PAGE EXTRACT ->

Number Systems For Computer Scientists Course Syllabus

Overview: This course provides a focused introduction to the number systems that underpin computing, designed for beginners with no programming background. You'll build a solid mathematical foundation by learning how computers represent and manipulate numbers. Through clear explanations and interactive exercises, you'll master binary, octal, and hexadecimal systems, perform binary arithmetic, understand signed number representations, and explore fixed-point and floating-point formats. The course also covers essential data encoding concepts used in computer memory. With approximately 2 hours of total content, this hands-on course prepares aspiring computer scientists for deeper study in systems programming, embedded development, and low-level software engineering.

OBJECTIVE ->
Answer these questions about the course syllabus:
(a) Who is the course designed for?
(b) Which three number systems will learners master?
(c) About how much total content does the course have?
The material after this point is separate from the course syllabus.

DATASET CONTENT ->
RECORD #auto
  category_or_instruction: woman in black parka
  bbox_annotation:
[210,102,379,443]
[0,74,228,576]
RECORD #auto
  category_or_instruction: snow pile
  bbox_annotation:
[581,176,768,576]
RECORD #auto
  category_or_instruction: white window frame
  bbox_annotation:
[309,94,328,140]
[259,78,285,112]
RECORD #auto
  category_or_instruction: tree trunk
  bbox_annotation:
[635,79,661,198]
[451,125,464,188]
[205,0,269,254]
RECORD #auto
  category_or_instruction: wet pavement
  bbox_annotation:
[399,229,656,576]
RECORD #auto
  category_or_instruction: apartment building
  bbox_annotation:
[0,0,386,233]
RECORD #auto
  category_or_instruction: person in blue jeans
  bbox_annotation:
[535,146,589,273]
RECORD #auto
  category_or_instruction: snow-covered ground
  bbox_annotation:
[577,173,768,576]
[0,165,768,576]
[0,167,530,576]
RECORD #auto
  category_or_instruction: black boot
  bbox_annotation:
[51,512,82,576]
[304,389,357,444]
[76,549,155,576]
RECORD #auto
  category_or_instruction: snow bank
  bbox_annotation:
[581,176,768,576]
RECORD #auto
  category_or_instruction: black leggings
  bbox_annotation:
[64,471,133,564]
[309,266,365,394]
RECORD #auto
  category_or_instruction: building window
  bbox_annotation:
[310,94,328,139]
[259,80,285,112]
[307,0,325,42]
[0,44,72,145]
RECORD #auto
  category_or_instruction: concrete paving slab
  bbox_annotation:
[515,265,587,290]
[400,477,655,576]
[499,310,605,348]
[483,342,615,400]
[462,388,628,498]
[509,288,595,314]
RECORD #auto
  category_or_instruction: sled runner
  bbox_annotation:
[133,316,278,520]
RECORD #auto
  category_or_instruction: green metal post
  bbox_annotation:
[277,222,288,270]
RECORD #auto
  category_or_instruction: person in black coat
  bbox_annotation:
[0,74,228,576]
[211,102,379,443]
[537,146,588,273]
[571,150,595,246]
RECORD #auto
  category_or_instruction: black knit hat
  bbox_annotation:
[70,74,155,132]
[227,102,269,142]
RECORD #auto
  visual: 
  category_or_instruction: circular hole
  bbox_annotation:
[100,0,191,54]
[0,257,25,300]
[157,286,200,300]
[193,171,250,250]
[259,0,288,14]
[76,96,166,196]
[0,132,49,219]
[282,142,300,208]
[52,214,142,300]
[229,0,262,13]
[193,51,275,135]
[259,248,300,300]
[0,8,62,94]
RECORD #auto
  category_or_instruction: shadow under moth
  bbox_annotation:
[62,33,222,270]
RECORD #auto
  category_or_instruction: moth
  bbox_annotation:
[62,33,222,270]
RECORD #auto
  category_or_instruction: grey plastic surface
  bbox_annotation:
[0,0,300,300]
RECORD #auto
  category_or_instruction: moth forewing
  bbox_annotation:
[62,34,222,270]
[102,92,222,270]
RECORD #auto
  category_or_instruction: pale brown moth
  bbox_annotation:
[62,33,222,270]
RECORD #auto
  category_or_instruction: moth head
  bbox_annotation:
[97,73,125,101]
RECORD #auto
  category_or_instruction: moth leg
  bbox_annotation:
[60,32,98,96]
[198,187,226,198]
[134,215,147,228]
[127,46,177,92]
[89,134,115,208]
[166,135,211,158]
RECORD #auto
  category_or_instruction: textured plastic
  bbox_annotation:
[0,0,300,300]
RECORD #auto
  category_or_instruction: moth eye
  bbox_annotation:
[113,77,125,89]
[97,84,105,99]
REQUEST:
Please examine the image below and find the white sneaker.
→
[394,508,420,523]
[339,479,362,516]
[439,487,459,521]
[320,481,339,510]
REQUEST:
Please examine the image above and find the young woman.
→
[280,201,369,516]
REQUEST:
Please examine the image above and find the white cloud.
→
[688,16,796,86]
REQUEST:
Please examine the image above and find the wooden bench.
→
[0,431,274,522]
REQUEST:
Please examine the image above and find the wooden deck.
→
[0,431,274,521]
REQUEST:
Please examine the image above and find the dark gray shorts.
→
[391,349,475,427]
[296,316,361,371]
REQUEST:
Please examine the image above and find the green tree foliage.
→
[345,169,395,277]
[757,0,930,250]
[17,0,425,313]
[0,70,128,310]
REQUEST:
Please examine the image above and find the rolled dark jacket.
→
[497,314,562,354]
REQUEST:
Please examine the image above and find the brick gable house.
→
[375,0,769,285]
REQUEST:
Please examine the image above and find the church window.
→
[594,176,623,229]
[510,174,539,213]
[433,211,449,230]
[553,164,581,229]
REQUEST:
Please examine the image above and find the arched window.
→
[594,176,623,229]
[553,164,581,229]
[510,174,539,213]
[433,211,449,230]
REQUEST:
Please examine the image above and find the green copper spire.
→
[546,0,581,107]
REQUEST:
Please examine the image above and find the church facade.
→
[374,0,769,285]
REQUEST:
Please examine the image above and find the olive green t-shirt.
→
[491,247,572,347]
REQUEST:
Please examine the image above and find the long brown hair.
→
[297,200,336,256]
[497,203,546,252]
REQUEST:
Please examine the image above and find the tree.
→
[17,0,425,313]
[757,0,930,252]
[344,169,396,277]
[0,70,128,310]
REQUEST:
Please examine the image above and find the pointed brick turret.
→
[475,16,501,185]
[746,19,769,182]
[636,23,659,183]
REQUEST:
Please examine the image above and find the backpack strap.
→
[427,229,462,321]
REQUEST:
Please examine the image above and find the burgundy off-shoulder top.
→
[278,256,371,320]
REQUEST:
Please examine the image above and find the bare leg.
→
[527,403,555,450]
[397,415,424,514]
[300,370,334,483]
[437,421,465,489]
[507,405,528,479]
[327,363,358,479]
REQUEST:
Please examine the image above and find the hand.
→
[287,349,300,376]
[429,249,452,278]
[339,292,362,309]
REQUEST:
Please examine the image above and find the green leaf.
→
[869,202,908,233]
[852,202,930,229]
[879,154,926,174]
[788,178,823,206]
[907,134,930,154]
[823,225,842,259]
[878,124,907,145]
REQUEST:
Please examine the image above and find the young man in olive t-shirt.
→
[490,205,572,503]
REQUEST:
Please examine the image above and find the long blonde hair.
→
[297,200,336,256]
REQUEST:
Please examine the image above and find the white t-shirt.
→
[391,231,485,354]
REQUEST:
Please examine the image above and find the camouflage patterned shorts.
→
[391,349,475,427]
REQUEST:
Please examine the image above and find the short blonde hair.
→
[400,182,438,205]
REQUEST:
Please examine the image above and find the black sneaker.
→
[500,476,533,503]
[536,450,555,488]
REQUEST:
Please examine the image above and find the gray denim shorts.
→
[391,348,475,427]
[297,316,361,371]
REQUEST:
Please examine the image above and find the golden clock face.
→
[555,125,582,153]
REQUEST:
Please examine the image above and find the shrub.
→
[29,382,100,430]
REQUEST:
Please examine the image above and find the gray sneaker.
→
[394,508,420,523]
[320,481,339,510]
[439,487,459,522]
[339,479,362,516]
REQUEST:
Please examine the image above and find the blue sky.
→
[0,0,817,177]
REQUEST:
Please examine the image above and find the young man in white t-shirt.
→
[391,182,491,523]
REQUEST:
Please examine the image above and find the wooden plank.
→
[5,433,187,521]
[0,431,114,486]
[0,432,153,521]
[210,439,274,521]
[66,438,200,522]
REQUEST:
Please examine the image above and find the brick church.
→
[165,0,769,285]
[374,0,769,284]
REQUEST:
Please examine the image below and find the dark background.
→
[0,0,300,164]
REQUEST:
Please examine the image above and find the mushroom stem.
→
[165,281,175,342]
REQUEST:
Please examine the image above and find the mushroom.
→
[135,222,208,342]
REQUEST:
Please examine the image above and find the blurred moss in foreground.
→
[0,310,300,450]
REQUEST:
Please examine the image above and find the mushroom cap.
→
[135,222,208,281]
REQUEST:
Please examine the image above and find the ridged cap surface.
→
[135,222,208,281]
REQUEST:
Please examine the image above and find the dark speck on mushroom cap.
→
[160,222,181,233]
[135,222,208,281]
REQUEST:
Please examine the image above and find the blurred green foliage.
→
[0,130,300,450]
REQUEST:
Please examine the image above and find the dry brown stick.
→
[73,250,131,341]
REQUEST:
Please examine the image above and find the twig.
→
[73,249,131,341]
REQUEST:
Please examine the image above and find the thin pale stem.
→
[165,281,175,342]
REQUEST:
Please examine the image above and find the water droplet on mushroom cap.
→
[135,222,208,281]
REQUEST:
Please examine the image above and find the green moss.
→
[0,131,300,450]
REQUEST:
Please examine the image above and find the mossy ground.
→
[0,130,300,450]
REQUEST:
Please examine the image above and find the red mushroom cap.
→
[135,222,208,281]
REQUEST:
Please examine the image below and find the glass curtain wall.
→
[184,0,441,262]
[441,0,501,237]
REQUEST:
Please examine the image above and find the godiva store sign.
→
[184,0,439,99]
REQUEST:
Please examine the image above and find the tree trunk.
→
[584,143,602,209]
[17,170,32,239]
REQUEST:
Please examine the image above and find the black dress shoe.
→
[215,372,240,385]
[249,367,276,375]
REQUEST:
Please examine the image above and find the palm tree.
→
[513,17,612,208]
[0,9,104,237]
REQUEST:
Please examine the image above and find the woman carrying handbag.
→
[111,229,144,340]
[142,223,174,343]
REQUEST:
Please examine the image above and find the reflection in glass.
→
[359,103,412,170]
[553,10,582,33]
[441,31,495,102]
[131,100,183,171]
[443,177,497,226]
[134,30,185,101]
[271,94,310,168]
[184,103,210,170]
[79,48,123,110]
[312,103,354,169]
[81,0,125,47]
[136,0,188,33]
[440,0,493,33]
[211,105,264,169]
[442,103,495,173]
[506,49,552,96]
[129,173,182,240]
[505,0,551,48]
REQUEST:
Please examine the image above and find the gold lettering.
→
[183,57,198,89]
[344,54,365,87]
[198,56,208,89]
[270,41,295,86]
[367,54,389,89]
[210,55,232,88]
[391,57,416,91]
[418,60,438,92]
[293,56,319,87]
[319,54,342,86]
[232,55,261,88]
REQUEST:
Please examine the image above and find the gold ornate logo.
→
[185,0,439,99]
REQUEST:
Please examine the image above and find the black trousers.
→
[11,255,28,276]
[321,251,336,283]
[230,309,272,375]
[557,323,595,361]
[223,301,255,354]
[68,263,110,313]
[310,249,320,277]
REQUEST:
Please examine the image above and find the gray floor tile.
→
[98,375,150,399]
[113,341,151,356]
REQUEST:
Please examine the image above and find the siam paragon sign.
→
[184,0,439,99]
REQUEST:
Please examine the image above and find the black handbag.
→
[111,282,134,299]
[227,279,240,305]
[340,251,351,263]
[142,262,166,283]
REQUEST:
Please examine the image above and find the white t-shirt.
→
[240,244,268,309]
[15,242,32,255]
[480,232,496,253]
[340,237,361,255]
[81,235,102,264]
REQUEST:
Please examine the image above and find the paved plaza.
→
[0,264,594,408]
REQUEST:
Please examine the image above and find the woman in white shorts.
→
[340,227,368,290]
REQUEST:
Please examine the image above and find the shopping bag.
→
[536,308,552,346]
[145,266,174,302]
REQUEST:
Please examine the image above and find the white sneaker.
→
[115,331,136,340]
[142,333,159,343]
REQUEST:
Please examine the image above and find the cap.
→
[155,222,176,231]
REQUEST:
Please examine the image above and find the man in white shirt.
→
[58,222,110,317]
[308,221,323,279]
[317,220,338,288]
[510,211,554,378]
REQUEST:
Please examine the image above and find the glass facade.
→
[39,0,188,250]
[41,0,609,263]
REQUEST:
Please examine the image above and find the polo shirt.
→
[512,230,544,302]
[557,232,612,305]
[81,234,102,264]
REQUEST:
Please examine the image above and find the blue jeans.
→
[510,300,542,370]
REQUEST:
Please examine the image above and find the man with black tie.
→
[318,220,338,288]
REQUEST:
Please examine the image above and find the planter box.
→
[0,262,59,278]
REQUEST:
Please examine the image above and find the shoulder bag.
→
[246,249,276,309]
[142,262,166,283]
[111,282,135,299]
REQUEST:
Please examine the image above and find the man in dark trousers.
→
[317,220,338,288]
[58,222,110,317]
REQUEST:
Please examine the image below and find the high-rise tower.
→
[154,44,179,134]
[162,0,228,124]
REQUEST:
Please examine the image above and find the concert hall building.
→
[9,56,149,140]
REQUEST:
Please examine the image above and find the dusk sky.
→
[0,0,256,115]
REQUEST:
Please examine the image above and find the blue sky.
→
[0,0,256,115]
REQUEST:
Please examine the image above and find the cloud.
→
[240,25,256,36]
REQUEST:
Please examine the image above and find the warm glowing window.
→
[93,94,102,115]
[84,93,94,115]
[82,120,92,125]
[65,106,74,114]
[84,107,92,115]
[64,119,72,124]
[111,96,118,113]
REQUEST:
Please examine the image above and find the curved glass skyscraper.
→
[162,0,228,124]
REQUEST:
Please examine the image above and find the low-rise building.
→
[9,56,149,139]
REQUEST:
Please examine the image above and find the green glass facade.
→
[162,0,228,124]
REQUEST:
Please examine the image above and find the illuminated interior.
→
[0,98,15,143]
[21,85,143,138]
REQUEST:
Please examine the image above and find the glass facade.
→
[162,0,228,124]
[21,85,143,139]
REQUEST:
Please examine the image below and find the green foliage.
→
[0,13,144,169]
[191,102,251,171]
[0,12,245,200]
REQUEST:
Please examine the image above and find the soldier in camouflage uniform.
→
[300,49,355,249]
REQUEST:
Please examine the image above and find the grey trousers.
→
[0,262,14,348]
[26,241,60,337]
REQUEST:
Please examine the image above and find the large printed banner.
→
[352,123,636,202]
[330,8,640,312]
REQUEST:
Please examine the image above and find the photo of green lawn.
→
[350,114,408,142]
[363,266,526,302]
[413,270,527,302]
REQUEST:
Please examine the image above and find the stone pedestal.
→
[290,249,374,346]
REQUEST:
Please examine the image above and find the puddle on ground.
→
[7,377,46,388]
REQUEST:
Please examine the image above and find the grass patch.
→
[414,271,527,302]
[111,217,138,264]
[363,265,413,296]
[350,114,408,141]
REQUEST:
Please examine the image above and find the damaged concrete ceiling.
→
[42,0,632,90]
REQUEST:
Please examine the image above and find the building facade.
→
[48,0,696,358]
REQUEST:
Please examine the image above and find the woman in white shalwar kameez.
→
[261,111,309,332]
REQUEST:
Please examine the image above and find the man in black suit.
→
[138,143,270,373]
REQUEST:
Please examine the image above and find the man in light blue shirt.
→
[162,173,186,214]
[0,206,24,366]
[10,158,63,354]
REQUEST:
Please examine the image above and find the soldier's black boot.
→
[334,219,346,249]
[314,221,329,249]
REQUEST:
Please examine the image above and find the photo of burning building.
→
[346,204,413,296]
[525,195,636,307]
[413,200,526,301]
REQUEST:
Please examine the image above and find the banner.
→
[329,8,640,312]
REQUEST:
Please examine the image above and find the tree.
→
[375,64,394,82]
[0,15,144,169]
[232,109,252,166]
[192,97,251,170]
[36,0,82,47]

FULL RESPONSE ->
(a) Beginners with no programming background
(b) Binary, octal, and hexadecimal
(c) Approximately 2 hours